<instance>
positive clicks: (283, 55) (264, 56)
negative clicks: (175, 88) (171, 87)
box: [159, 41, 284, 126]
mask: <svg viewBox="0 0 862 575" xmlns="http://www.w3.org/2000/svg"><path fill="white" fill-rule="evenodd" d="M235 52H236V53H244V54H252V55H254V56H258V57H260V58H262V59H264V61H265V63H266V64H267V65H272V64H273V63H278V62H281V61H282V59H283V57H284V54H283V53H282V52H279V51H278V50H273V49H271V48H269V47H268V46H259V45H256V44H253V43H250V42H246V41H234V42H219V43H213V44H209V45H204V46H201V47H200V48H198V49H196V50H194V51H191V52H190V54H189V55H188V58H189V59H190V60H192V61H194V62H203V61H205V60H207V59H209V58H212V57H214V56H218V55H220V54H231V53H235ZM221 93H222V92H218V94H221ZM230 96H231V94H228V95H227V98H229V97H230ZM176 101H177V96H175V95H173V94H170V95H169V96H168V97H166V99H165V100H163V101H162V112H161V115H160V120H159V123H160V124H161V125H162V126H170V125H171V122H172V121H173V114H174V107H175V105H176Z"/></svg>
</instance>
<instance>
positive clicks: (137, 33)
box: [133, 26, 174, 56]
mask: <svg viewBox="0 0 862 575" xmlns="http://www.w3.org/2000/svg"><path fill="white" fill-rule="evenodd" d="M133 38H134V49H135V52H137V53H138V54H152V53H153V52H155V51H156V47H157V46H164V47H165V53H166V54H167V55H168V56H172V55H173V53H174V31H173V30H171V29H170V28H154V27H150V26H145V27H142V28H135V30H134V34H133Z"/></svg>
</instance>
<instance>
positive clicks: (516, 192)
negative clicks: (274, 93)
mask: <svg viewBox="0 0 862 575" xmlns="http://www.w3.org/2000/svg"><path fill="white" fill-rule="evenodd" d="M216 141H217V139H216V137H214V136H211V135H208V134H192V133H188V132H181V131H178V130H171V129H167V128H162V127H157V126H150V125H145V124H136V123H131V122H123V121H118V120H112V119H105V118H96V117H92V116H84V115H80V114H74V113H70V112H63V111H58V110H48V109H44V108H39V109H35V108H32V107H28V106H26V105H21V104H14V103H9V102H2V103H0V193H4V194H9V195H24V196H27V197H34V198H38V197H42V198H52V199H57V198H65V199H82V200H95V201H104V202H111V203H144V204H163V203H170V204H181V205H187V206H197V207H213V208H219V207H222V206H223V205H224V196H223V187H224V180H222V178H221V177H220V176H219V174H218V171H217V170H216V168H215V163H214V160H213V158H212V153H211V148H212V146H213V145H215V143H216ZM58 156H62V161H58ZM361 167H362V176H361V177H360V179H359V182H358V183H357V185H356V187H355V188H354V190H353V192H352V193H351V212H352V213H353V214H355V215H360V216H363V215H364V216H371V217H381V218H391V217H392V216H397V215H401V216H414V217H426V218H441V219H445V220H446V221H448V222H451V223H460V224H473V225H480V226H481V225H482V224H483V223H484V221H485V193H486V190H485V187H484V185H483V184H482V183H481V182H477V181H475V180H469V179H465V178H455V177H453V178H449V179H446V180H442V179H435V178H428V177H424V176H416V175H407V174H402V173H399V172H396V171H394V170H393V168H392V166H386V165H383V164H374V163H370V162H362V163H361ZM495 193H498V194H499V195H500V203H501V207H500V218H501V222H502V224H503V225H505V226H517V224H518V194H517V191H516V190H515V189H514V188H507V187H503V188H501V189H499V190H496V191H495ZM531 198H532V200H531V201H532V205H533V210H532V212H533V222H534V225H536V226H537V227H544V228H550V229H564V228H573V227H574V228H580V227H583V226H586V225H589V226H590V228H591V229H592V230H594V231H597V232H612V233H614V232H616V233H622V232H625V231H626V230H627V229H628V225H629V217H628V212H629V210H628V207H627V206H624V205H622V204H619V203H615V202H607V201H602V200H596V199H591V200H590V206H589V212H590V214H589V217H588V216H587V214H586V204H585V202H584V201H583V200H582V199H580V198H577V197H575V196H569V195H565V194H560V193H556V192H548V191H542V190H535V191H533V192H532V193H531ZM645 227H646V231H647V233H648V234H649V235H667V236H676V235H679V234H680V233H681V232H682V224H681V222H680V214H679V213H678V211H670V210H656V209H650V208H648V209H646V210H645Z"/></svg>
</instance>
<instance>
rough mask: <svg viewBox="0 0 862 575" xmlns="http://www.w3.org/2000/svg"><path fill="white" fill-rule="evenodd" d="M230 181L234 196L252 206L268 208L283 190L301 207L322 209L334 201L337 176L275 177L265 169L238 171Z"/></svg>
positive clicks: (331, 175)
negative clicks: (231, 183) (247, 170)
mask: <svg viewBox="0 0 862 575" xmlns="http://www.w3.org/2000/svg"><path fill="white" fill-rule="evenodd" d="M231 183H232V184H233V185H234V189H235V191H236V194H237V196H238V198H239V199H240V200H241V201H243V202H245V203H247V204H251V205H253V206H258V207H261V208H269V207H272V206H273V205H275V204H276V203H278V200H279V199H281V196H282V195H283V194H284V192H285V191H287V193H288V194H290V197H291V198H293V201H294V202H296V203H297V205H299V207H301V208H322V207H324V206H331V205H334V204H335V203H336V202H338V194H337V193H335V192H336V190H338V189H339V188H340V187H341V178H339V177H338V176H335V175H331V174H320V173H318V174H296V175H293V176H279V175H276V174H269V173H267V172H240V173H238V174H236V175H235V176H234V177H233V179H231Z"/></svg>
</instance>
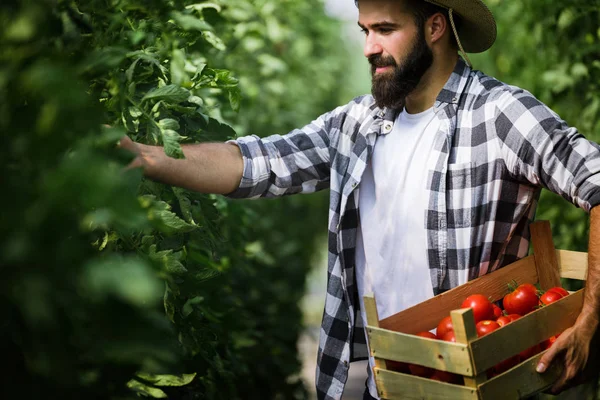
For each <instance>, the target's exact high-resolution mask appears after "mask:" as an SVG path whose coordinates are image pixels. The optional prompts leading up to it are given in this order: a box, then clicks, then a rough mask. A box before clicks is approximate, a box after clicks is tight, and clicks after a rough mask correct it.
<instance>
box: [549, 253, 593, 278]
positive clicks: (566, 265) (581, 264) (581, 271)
mask: <svg viewBox="0 0 600 400" xmlns="http://www.w3.org/2000/svg"><path fill="white" fill-rule="evenodd" d="M587 257H588V254H587V253H585V252H581V251H569V250H556V258H557V259H558V267H559V269H560V276H561V277H562V278H569V279H579V280H580V281H584V280H586V279H587V265H588V264H587V262H588V259H587Z"/></svg>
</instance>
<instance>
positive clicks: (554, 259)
mask: <svg viewBox="0 0 600 400" xmlns="http://www.w3.org/2000/svg"><path fill="white" fill-rule="evenodd" d="M529 229H530V231H531V244H532V245H533V256H534V257H535V265H536V268H537V272H538V281H539V283H540V287H541V288H542V290H548V289H550V288H551V287H554V286H560V275H559V272H558V259H557V257H556V249H555V248H554V242H552V230H551V229H550V222H548V221H537V222H534V223H533V224H531V225H530V226H529Z"/></svg>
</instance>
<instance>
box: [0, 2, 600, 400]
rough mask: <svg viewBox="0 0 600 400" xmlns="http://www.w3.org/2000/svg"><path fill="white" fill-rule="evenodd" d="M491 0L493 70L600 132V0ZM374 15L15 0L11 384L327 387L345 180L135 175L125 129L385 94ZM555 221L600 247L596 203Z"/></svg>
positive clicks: (10, 112)
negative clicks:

────

Starting at the line that holds "positive clicks: (554, 259)", set down each line exactly through the last line of the records above, and no others.

positive clicks: (554, 259)
mask: <svg viewBox="0 0 600 400" xmlns="http://www.w3.org/2000/svg"><path fill="white" fill-rule="evenodd" d="M529 229H530V231H531V244H532V245H533V256H534V257H535V265H536V268H537V272H538V281H539V283H540V287H541V288H542V290H548V289H550V288H551V287H554V286H560V275H559V272H558V259H557V257H556V249H555V248H554V242H552V230H551V229H550V222H548V221H537V222H534V223H533V224H531V225H530V226H529Z"/></svg>
</instance>
<instance>
box: [0, 2, 600, 400]
rough mask: <svg viewBox="0 0 600 400" xmlns="http://www.w3.org/2000/svg"><path fill="white" fill-rule="evenodd" d="M491 0L493 70L600 132V0ZM374 15L15 0L11 384L327 387L345 180L135 175L125 129L385 94ZM555 221L600 247L596 203Z"/></svg>
positive clicks: (10, 112)
negative clicks:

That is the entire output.